Rewrite the rows below with "red chili pepper" replaced by "green chili pepper", keeping every other part the same.

Coordinate annotation rows

• • •

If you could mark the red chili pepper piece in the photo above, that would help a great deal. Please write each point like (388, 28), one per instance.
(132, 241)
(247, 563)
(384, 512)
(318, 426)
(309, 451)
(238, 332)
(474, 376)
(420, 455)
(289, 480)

• • •

## Result for this task
If you could mark the green chili pepper piece in the photo above, that would help a great deal. Please write each point like (388, 28), one per instance.
(132, 241)
(247, 563)
(384, 512)
(318, 426)
(309, 451)
(238, 332)
(474, 376)
(420, 455)
(289, 480)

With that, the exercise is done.